Extrait du texte:

===

Bande à part

D'abord regroupement informel de jeunes jazzmen en mal de sensations scéniques, le Grolektif est aujourd'hui un modèle de foisonnement et de résilience DIY. A la veille de son 11e anniversaire et de la 4e édition de son festival étendard, récit d'une belle aventure commune. Benjamin Mialot


«Pourquoi les collectifs se multiplient-ils ?» se demande en Une de son tout premier numéro la revue trimestrielle Théâtre(s) Magazine. Fondateur du Grolektif, au même titre qu'une quinzaine d'autres diplômés du Conservatoire de Lyon et de l'École National de Musique de Villeurbanne, Romain Dugelay a sa petite idée sur la question :

«C'est une réaction face à une certaine économie et un certain climat.»

Á rebours de l'austérité libérale et du retour de l'ordre moral (moins de bruit, moins de blagues, moins de mélanges), cette forme d'organisation un rien utopique s'impose en effet de plus en plus, dans le champ culturel mais pas que, comme le meilleur moyen non seulement d'assumer les risques économiques inhérents à la création, mais aussi de remettre en cause certains acquis artistiques. Et ça, le Grolektif l'a compris dès 2004.

Les petits bals perdus

Á l'époque, âgés d'une vingtaine d'année, frais émoulus de leurs hautes écoles et pour beaucoup multi-instrumentistes, Romain Dugelay et ses compagnons sont mus par un simple besoin, commun à tous les jeunes diplômés : celui de passer de la théorie à la pratique.

«Notre première motivation était simplement de jouer. Avec un cursus jazz comme le nôtre, il n'était pas évident de trouver sa place dans le circuit de diffusion traditionnel»

résume ce saxophoniste à la belle gueule de popstar britannique. La petite troupe imagine alors des rendez-vous de répertoire récurrents, prémices du fameux Bal du Grolektif, une «belle récréation où tout le monde est content et ivre» qui, avec ses reprises de standards et de plaisirs coupables, deviendra emblématique de l'esprit à la fois festif et expérimental du Grolektif.

Pour l'heure, c'est dans les cafés-concerts, en tête L'Autre Côté du Pont et La Boulangerie du Prado, que ses membres originels se font la main et posent les principes collectivistes (mise en commun des moyens, processus de décision collégial) de son organisation. Émulation oblige, chacun développe peu à peu des envies de compositions originales. De premiers groupes apparaissent et, dans leur sillage, les premières questions de professionnalisation.

D'«anarchie organisée», le Grolektif devient une véritable démocratie auto-gérée où, autour d'un noyau dur d'une dizaine d'activistes, gravitent une bonne soixantaine de musiciens. L'année 2008, marquée par l'arrivée de Joël Dziki à un poste d'administrateur, la co-création d'un lieu dédié aux «musiques innovantes» (le Périscope) et le lancement d'un label (qui publiera d'emblée pas moins de cinq disques), est à ce titre représentative de la mutation qui s'opère alors.

===

Enregistrements fournis:

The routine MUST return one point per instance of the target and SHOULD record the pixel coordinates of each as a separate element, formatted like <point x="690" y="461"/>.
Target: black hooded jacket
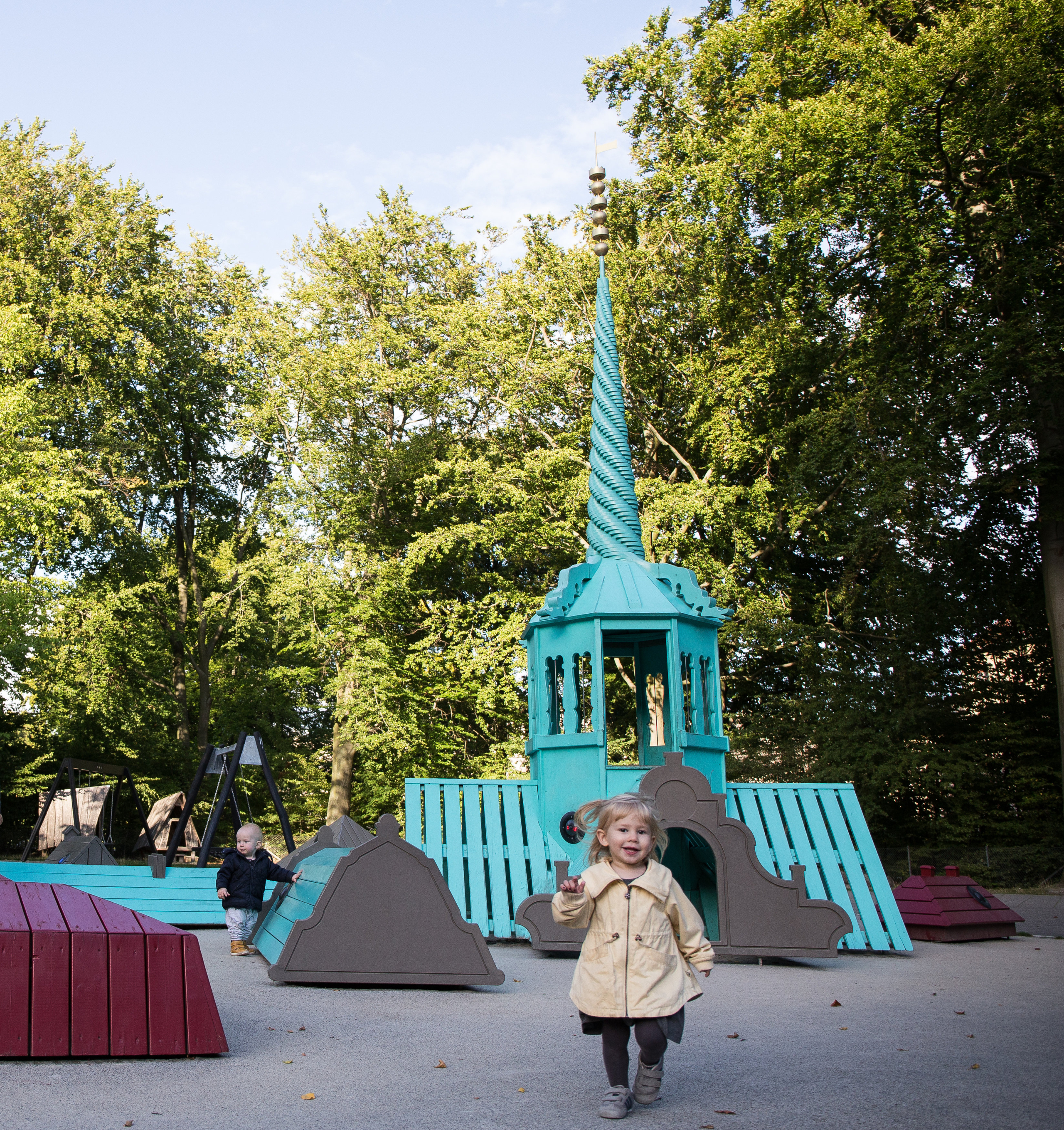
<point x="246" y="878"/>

===

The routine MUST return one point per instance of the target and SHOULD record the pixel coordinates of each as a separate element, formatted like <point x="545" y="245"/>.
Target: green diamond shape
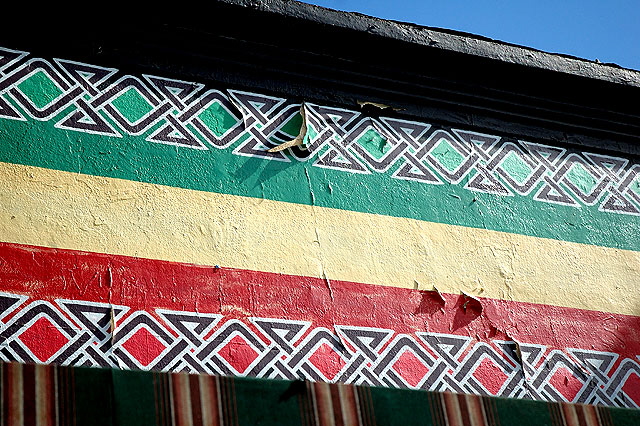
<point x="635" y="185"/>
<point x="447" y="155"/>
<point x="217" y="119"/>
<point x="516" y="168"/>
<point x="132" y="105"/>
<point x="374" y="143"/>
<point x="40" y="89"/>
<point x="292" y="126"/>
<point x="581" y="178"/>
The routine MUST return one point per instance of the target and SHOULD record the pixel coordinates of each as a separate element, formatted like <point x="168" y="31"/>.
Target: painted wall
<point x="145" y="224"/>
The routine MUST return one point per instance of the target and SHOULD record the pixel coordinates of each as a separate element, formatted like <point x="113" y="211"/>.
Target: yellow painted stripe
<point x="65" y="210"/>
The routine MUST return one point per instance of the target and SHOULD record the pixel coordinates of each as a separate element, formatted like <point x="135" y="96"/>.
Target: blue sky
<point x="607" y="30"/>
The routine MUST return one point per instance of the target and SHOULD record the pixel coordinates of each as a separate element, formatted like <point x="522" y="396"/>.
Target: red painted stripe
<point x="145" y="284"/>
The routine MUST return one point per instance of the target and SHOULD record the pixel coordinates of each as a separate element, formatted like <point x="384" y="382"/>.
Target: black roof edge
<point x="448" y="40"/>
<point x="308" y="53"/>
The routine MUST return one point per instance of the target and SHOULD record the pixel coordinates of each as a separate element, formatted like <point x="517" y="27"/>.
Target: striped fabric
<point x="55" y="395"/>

===

Consigne A:
Répondez à ces questions d'après l'article sur le Grolektif :
(i) De quel instrument joue Romain Dugelay ?
(ii) Quels cafés-concerts sont cités en tête ?
(iii) Qui prend un poste d'administrateur en 2008 ?
Consigne B:
Ces affirmations concordent-elles avec l'article sur le Grolektif ? Répondez par oui ou non, en citant les mots décisifs du texte.
(i) Une soixantaine de musiciens gravitent autour d'un noyau d'une dizaine d'activistes.
(ii) Le label lancé en 2008 publie d'emblée trois disques.
(iii) Théâtre(s) Magazine est une revue mensuelle.
Les enregistrements n'ont aucun rôle ici.

Réponse attendue A:
(i) Du saxophone.
(ii) L'Autre Côté du Pont et La Boulangerie du Prado.
(iii) Joël Dziki.

Réponse attendue B:
(i) Oui : « autour d'un noyau dur d'une dizaine d'activistes, gravitent une bonne soixantaine de musiciens »
(ii) Non : « qui publiera d'emblée pas moins de cinq disques »
(iii) Non : « la revue trimestrielle Théâtre(s) Magazine »